_Short exercise:_ Rewrite the items below as a two-column CSV with the header text,answer. Cover only the part that opens with the line containing "Pick out the dirt ground in this picture." and closes with the line containing "768 503 815 545". Give one row per item, putting the item's text and its answer each in a single quoted field with line breaks replaced by spaces.

_Input:_
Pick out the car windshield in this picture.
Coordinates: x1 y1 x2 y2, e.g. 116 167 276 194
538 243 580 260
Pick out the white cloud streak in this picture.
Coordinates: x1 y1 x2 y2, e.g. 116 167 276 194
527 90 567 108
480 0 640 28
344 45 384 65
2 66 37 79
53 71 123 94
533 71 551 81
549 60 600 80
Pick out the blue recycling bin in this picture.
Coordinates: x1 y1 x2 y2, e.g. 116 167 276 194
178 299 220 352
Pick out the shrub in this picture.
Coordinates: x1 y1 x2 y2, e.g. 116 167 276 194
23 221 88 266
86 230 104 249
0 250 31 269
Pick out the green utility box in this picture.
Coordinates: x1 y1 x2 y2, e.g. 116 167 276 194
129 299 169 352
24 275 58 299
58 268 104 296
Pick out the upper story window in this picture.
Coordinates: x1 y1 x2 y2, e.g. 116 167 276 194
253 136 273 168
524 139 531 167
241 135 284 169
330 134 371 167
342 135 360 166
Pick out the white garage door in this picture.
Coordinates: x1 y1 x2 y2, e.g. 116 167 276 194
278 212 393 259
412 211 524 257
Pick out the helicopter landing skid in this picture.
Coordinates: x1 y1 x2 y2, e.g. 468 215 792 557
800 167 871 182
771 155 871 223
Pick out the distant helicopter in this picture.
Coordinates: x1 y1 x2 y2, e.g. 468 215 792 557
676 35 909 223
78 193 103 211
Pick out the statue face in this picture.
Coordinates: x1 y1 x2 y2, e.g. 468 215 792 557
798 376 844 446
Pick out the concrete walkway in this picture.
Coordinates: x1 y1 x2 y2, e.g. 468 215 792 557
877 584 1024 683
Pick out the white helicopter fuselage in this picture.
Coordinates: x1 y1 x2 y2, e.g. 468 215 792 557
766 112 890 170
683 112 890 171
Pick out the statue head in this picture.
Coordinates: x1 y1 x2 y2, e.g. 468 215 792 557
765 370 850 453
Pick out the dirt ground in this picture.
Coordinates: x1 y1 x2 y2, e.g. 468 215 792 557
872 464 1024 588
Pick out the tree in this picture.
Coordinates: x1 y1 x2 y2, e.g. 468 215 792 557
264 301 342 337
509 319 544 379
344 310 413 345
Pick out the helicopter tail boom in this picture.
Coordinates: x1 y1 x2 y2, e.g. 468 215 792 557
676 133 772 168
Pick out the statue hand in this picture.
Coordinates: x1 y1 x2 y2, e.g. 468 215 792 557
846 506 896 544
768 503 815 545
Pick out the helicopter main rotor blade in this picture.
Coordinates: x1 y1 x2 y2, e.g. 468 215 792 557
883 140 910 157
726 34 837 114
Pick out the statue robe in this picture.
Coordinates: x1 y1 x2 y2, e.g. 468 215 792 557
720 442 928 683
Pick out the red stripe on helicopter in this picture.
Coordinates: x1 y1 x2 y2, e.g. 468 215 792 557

_Problem solution:_
text,answer
"Pick out the dirt ground in this picture. Coordinates: x1 y1 x2 y2, e.g. 468 215 792 557","872 464 1024 588"
"Pick out the tree in this picture. Coordinates: x1 y1 x2 y2, e.g. 468 215 792 557","264 301 342 337 509 319 544 379 344 310 413 345"
"Pick out the helicopter tail boom in this picture. Coordinates: x1 y1 x2 y2, e.g. 468 215 792 557","676 133 772 168"
"Pick out the statue hand in this picture. Coordinates: x1 y1 x2 y2, e.g. 468 215 792 557","846 506 896 544 768 503 815 545"